### Raw records
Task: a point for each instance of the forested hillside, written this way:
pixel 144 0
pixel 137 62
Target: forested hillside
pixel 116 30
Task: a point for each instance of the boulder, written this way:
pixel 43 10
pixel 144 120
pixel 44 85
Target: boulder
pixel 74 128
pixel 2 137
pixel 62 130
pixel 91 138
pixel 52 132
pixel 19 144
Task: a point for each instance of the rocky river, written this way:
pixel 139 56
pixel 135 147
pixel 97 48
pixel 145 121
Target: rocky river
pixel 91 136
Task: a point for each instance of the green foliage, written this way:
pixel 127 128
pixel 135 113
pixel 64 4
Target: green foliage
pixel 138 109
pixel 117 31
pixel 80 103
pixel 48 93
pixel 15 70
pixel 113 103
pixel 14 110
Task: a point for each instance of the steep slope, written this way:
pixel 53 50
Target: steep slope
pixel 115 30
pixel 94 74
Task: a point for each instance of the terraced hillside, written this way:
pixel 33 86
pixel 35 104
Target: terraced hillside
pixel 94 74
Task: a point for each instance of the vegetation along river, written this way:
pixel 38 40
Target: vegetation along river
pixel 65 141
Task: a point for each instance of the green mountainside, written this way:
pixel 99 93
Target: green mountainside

---

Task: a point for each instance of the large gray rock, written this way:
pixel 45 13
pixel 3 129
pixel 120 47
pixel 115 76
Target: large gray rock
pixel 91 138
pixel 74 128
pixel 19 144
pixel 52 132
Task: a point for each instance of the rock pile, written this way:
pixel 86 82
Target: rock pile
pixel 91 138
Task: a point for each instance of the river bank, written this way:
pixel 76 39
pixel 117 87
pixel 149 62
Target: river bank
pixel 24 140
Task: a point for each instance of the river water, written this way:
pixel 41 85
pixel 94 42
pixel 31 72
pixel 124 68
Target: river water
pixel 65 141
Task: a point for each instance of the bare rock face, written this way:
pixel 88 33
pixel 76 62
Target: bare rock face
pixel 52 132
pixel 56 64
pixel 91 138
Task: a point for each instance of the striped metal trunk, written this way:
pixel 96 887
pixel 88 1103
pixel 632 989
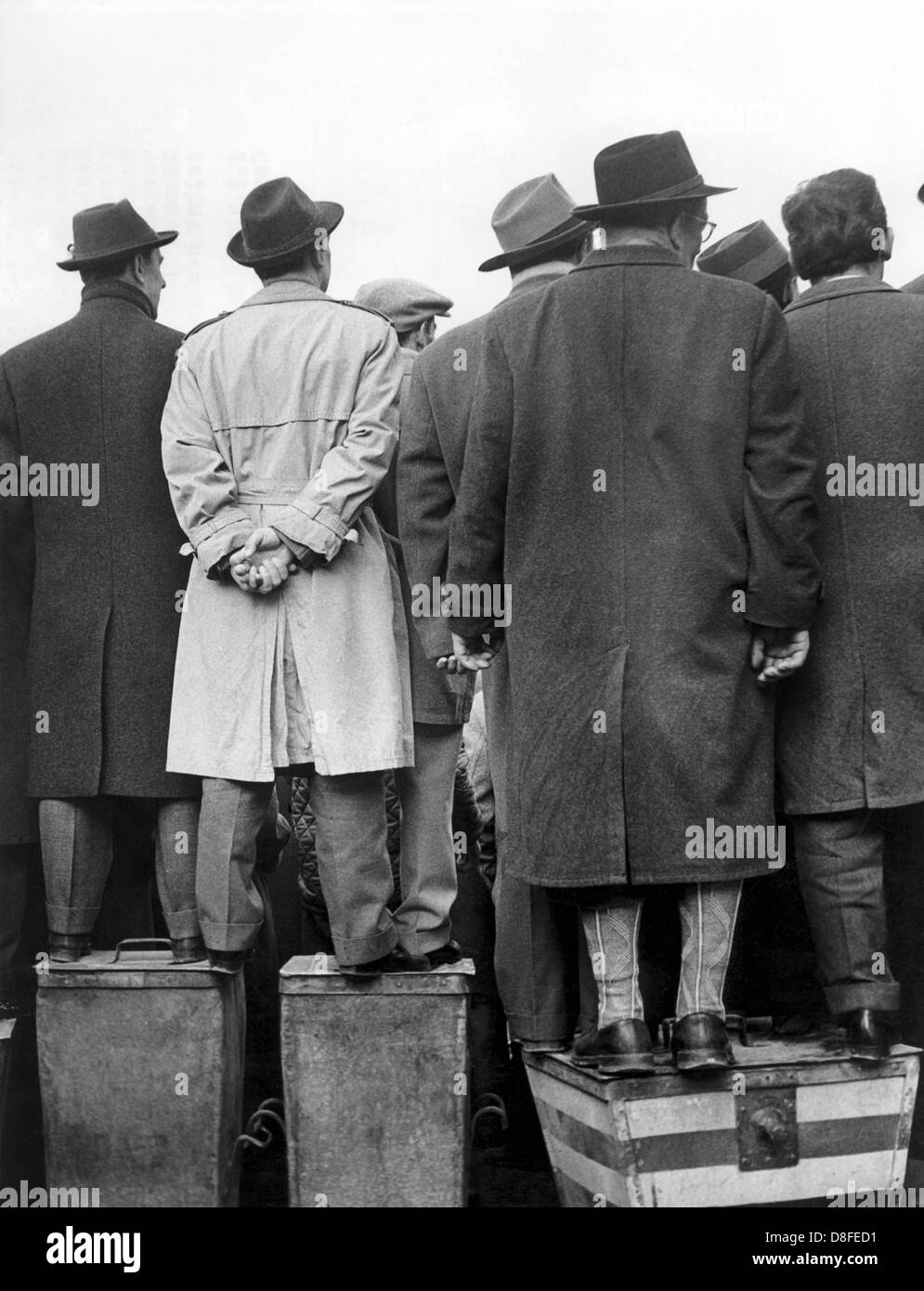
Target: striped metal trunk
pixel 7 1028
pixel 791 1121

==

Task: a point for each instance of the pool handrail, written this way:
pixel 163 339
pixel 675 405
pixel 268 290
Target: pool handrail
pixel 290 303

### What you should do
Reproduce the stretch of the listing from the line containing "Task: a point for each instance of the forested" through the line containing "Target: green mountainside", both lines included, without changing a single character.

### Correct output
Task: a point for each instance of the forested hillside, written this way:
pixel 144 0
pixel 137 62
Target: forested hillside
pixel 116 30
Task: a point for each instance of the boulder, written this way:
pixel 43 10
pixel 144 120
pixel 44 85
Target: boulder
pixel 74 128
pixel 2 137
pixel 62 130
pixel 91 138
pixel 52 132
pixel 19 144
Task: a point for each instance of the rocky river, written this way:
pixel 139 56
pixel 135 147
pixel 97 48
pixel 145 121
Target: rocky river
pixel 91 136
Task: a point for each instance of the green foliage, written this way:
pixel 127 128
pixel 135 113
pixel 64 4
Target: green foliage
pixel 138 109
pixel 117 31
pixel 80 103
pixel 48 93
pixel 15 70
pixel 113 103
pixel 14 110
Task: a point for each instance of the steep slope, written this way:
pixel 53 50
Target: steep slope
pixel 115 30
pixel 94 74
Task: a point for each instance of the terraced hillside, written this way:
pixel 33 86
pixel 35 104
Target: terraced hillside
pixel 94 74
Task: a point for each instance of the vegetation along river, written this way:
pixel 38 40
Target: vegetation along river
pixel 65 141
Task: a point for each instance of the green mountainside, written this way:
pixel 99 93
Target: green mountainside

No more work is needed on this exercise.